*Document segment*.
THE jack-up Ensco Rig 107 looks set to return to Singapore after two years in New Zealand waters unless explorers utilise the vessel once it finishes the offshore Taranaki Manaia-1 well later this year.
Ensco 107 jack-up drilling rig
The rig, commissioned and launched as a newbuild in Singapore in early 2006, arrived in New Zealand waters in October 2007, primarily for the $NZ1.2 billion offshore Taranaki Kupe gas-condensate project operated by Origin Energy.
Afterwards the rig drilled the non-commercial Momoho-1 near-field appraisal well for the Kupe partners before bad weather hampered its move to begin the development drilling campaign for the billion-dollar Maari oil project operated by Austrian giant OMV further south.
The rig is finishing the last of three water injection wells at the Maari field before drilling the final two of five oil production wells. It will then drill the Manaia appraisal well as an extended reach horizontal well from the Maari platform.
It is known that OMV has eight options on the rig after Maari and that Origin Energy has two options.
However, Origin’s geoscience and exploration new ventures manager Rob Willink has confirmed to PetroleumNews.net that Origin will not be using the rig.
Last July, Willink indicated a further appraisal well could be drilled if a review of Momoho – in association with two other nearby hydrocarbon accumulations discovered by the Kupe South-4 (gas) and Kupe South-5 (oil) wells about 20 years ago – proved positive.
Momoho-1 encountered a 25m-thick gas-condensate pool in the Palaeocene-aged Farewell Formation – the primary reservoir at Kupe.
However, Willink yesterday told PNN that while work to evaluate the remaining exploration potential within the Kupe mining licence was continuing, “in the light of the Momoho results, in all probability, any prospects we may mature to drillable status are likely to be gas prone, and comparatively small”.
“As such, if they were drilled and successful, they would not need to be tied into the Kupe platform until the latter stages of field life. Hence there is no urgency to drill them now.
And we do not intend to exercise our two remaining options,” Willink said.
Industry commentators say it is likely OMV will also choose not to exercise any of its options as OMV does not have any well commitments in either of its other offshore Taranaki licences – PEPs 38485 and 381200 – until late 2011 or 2012.
However, the company is urging other explorers to utilise the vessel before it leaves, saving the high mobilisation-demobilisation costs associated with bringing another jack-up to New Zealand waters.
Other players that could use the rig late this year or early next include Australian Worldwide Exploration, Singapore’s STP Energy, Energy Corporation of America, and integrated energy player Genesis Energy.
It is known that AWE has a commitment to drill a wildcat in its 100%-owned PEP 38534, near D'Urville Island at the top of the South Island, by next April, though company corporate development manager Garry Marsden has declined to comment on the possibility of AWE using the Ensco 107.

*Dataset excerpts*.

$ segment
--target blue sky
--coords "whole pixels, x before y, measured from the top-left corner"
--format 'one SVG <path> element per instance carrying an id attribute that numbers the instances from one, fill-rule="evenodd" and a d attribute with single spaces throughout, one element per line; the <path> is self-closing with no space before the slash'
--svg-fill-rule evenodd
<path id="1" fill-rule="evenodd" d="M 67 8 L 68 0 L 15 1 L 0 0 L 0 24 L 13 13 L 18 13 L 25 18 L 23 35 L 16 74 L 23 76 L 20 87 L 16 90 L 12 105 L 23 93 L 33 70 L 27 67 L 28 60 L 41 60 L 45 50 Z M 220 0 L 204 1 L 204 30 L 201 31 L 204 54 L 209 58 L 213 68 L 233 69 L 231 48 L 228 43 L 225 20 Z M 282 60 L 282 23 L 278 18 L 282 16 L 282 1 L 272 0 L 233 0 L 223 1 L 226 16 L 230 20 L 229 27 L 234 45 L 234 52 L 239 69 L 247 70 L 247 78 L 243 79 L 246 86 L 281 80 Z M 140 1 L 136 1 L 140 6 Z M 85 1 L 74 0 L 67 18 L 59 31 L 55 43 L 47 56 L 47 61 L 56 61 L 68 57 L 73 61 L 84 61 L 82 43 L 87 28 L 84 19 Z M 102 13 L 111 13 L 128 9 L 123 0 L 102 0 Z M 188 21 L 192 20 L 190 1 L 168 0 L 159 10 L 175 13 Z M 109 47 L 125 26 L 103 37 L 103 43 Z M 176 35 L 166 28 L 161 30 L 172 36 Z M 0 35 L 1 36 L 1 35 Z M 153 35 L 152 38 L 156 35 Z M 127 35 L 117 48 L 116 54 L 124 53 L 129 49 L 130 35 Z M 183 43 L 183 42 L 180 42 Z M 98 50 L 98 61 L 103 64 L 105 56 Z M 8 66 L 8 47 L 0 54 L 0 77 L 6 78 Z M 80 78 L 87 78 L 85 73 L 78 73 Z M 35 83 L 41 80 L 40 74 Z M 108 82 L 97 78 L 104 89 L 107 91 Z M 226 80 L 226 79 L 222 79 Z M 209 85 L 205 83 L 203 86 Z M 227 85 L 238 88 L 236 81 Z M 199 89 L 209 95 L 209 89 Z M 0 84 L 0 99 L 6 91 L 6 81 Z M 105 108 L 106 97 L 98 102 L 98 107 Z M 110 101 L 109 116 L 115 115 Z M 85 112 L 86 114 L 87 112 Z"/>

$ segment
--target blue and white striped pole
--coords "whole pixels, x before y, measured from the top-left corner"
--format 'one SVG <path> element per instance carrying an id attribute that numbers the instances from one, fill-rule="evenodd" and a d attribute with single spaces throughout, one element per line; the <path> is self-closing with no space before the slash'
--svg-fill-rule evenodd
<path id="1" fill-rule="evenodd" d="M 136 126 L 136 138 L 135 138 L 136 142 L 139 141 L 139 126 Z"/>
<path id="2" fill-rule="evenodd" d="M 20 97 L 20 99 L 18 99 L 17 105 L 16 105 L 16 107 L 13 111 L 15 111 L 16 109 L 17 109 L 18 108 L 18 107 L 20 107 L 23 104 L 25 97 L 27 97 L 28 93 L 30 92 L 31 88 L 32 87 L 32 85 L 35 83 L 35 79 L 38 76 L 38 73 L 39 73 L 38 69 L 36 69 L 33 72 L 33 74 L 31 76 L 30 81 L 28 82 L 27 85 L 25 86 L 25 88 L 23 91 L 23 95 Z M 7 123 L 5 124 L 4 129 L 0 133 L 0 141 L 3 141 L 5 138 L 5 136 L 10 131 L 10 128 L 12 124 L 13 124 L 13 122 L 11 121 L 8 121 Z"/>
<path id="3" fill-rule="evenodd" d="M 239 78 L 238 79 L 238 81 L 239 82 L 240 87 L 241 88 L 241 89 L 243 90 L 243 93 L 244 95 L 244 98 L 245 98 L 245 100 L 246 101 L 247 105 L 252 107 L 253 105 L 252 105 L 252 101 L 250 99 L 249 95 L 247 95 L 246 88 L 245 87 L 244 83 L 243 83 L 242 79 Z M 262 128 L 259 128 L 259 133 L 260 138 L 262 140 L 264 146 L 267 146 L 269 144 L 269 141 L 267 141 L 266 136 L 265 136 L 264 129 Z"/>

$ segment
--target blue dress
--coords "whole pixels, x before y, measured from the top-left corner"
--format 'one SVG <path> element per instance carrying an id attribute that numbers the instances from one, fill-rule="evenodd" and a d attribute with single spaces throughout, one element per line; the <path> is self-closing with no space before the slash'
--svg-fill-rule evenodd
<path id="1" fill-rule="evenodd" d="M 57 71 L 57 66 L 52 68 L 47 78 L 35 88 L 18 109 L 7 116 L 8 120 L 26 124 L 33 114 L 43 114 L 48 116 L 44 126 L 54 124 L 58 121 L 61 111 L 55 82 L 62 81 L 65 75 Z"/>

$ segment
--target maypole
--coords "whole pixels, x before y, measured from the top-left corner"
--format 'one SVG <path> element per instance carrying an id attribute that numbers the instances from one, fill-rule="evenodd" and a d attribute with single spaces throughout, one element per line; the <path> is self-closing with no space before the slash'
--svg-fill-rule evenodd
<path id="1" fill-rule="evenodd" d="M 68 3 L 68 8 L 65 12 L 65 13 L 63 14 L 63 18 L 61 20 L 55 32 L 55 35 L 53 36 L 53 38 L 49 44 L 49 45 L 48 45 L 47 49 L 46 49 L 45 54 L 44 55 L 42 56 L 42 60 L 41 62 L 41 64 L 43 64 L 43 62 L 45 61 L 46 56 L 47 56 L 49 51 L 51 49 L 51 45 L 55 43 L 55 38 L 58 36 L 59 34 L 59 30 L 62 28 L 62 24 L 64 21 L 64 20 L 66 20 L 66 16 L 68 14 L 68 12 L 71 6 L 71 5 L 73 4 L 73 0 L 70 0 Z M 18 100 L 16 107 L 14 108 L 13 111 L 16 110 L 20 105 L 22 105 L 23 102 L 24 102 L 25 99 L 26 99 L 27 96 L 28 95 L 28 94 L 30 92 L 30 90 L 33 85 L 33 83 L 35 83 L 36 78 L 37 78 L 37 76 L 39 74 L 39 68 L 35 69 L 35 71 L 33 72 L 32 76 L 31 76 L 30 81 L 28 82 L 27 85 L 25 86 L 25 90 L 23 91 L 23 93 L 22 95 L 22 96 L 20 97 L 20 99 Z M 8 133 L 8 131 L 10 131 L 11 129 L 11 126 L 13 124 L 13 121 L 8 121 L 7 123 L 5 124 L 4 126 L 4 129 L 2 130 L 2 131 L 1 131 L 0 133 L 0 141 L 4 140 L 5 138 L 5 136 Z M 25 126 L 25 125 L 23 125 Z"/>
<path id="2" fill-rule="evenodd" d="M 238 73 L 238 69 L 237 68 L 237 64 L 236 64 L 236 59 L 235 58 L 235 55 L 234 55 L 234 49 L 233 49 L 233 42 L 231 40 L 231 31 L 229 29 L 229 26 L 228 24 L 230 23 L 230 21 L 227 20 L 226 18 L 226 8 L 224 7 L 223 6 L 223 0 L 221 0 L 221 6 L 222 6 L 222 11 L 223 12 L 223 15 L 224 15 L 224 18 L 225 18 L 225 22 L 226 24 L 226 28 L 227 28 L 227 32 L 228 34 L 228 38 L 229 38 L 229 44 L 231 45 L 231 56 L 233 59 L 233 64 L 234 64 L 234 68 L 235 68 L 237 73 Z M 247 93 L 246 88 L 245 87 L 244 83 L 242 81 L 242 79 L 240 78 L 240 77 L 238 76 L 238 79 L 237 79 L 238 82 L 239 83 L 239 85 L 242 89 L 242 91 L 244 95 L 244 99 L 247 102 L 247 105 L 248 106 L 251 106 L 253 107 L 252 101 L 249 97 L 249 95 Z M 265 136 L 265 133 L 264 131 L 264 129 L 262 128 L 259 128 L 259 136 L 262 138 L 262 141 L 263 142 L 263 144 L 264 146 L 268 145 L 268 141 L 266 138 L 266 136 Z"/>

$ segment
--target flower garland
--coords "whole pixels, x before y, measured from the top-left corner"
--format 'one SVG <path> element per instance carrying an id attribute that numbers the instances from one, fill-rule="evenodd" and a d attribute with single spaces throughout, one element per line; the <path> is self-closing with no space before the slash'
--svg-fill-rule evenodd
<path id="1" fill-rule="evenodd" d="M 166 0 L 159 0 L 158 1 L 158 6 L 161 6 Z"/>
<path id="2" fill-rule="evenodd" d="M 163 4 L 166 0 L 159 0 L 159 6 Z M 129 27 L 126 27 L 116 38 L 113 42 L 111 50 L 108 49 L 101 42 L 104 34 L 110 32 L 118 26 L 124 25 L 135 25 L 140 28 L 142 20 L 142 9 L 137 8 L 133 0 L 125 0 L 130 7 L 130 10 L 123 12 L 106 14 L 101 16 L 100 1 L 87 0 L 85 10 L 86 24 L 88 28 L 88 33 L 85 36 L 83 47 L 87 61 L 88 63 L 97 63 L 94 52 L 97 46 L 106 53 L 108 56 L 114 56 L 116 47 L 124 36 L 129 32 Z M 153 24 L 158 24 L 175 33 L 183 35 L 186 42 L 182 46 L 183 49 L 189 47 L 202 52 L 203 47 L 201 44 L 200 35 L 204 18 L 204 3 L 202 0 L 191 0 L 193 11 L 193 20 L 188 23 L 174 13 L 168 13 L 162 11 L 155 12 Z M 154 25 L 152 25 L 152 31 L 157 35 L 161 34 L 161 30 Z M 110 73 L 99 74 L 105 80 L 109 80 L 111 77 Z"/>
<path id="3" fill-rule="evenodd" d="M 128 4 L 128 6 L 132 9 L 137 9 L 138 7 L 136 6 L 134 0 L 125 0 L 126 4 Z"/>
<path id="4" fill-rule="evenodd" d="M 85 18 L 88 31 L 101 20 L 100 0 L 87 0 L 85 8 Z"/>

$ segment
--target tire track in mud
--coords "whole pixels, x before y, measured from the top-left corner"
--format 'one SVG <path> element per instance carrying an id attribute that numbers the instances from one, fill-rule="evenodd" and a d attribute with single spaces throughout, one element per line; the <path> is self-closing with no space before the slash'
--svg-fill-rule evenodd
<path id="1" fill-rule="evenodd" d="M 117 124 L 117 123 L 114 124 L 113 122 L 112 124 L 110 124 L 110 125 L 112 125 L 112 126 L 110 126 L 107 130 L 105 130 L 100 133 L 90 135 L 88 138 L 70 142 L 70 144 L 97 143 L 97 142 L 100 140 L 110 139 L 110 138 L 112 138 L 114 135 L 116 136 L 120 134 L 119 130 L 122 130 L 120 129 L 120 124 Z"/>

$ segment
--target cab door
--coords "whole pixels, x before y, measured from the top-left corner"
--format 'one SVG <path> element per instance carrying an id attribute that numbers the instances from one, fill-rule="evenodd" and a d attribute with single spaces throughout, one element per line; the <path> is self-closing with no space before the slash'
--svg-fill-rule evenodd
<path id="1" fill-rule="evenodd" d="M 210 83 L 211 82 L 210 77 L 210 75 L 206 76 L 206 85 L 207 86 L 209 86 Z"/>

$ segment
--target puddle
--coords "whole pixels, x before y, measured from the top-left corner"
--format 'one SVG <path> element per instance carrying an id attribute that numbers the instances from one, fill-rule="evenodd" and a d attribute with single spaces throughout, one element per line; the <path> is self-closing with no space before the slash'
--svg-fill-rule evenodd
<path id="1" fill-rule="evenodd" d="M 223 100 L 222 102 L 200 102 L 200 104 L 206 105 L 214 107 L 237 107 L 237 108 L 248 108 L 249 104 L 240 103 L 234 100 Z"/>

*Assigned task A*. According to the article on the Ensco 107 rig, when did the rig arrive in New Zealand waters?
*Assigned task B*. In the article on the Ensco 107 rig, why does Origin Energy not intend to use its two remaining options on the rig?
*Assigned task C*. Copy the stretch of the article on the Ensco 107 rig from "It is known that OMV" through "reservoir at Kupe.".

*Exercise response A*. October 2007.

*Exercise response B*. Origin expects that any prospects it matures to drillable status will probably be gas prone and comparatively small. If drilled and successful, they would not need to be tied into the Kupe platform until late in the field's life, so there is no urgency to drill them now.

*Exercise response C*.
It is known that OMV has eight options on the rig after Maari and that Origin Energy has two options.
However, Origin’s geoscience and exploration new ventures manager Rob Willink has confirmed to PetroleumNews.net that Origin will not be using the rig.
Last July, Willink indicated a further appraisal well could be drilled if a review of Momoho – in association with two other nearby hydrocarbon accumulations discovered by the Kupe South-4 (gas) and Kupe South-5 (oil) wells about 20 years ago – proved positive.
Momoho-1 encountered a 25m-thick gas-condensate pool in the Palaeocene-aged Farewell Formation – the primary reservoir at Kupe.